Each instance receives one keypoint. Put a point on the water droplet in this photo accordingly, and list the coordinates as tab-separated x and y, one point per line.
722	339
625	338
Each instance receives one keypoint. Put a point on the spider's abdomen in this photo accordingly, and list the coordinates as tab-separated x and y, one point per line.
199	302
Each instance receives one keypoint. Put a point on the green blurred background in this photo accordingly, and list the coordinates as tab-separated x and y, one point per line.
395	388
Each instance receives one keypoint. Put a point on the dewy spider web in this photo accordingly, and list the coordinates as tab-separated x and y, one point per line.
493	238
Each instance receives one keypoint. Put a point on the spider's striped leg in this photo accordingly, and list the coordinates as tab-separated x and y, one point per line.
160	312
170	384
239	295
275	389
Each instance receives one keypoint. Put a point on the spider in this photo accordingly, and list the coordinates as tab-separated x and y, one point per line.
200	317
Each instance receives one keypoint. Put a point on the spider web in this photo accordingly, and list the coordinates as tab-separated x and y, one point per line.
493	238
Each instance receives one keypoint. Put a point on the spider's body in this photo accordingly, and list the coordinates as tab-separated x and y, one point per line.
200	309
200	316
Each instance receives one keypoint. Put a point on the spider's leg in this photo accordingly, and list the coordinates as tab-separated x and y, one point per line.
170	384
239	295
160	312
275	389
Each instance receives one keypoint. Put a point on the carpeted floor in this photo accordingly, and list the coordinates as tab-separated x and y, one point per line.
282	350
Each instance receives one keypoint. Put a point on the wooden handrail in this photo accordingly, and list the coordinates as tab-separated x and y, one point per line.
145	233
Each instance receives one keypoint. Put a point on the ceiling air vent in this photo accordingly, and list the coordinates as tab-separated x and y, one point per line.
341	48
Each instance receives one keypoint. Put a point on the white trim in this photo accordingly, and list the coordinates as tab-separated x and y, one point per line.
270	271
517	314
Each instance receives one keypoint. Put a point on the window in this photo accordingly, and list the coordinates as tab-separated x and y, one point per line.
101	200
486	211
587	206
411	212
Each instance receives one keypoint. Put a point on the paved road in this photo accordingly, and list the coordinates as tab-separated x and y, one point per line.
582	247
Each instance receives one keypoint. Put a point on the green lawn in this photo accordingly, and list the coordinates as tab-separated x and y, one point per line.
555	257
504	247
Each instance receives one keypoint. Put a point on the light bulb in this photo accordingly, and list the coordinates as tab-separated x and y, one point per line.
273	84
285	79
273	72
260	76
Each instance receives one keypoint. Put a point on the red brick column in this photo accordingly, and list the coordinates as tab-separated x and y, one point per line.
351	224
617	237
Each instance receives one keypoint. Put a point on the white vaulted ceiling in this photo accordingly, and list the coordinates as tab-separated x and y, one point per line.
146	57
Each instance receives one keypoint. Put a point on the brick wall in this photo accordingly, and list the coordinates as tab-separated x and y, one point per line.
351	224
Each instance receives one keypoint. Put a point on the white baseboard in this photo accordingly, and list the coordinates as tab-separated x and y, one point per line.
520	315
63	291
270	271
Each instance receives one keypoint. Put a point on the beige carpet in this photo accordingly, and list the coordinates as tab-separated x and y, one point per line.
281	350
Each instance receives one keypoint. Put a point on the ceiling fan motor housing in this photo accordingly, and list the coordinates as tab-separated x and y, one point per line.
____________
Your objective :: Copy out each line exactly.

Task output ::
Each instance receives one keypoint. Put a point on the water droplet in this photo accordingly, and list the coordinates as tab-separated x and y, one point per line.
722	339
625	338
Each instance receives one keypoint. Put a point on the spider's abdomen in this photo accordingly, and list the coordinates as tab-separated x and y, one point per line.
199	302
Each instance receives one keypoint. Put a point on the green blurred background in this photo accordingly, and list the coordinates as tab-separated x and y, one point per line.
395	388
Each instance receives one keypoint. Put a point on the dewy spider web in this photo accordingly, and list the coordinates as tab-separated x and y, one point per line.
493	238
Each instance receives one keypoint. Put a point on the spider's striped leg in this photo accordingly, and list the coordinates as tab-separated x and y, one point per line.
160	312
170	384
239	295
275	389
Each instance receives one keypoint. Put a point on the spider in this photo accordingly, and list the coordinates as tab-separated x and y, one point per line.
200	317
Each instance receives one keypoint. Put a point on the spider web in this photo accordingly, and list the coordinates as tab-separated x and y, one point per line.
493	238
Each instance receives one keypoint. Put a point on the spider's body in this photo accordingly, and list the coordinates as tab-separated x and y, one point per line.
200	309
200	316
Each instance receives one keypoint. Put a point on the spider's leg in this photo accordingly, and list the coordinates as tab-separated x and y, one point per line.
170	384
239	295
160	312
275	389
Each instance receives one keypoint. Put a point on the carpeted floor in this photo accordingly, and list the coordinates as tab-separated x and y, one point per line.
282	350
Each instance receives one keypoint. Put a point on the wooden handrail in this photo accordingly, and list the coordinates as tab-separated x and y, one point per line.
145	233
Each instance receives one keypoint. Put a point on the ceiling air vent in this photo accordingly, and list the coordinates as tab-separated x and y, one point per line.
341	48
Each instance receives one keypoint. Put a point on the white trim in this photo accordingly, and list the coordinates as tab-separated x and y, one point per line.
270	271
517	314
Each instance receives one keypoint. Put a point on the window in this photo accordingly, and list the coordinates as tab-separated x and y, one point per line.
101	200
486	211
587	206
411	212
Each instance receives one keypoint. Put a point on the paved road in this photo accordingly, and list the coordinates as tab-separated x and y, one point per line.
582	247
Each instance receives one keypoint. Put a point on the green lawn in this photo accordingly, and list the coordinates as tab-separated x and y, one point per line.
555	257
504	247
Each instance receives one keypoint. Put a point on the light bulb in this photo accordingly, and list the coordinates as tab-separated x and y, one point per line.
273	84
285	79
273	72
260	76
Each instance receives one keypoint. Put a point on the red brick column in this photo accordingly, and list the coordinates as tab-separated x and y, one point per line.
351	224
617	237
Each instance receives one keypoint. Put a point on the white vaulted ceiling in this photo accordingly, and list the coordinates as tab-separated x and y, one point per line.
146	57
Each instance receives one keypoint. Put a point on the brick wall in this photo accordingly, and list the coordinates as tab-separated x and y, one point per line.
351	224
Each instance receives one keypoint. Put a point on the white baseboard in this photo accordingly, and list the coordinates as tab-separated x and y, one point per line.
520	315
63	291
270	271
Each instance receives one keypoint. Put a point on the beige carpet in this photo accordingly, and list the coordinates as tab-separated x and y, one point per line.
281	350
Each instance receives one keypoint. Put a point on the ceiling fan motor housing in this photo accordingly, and list the coordinates as tab-separated x and y, one point per line.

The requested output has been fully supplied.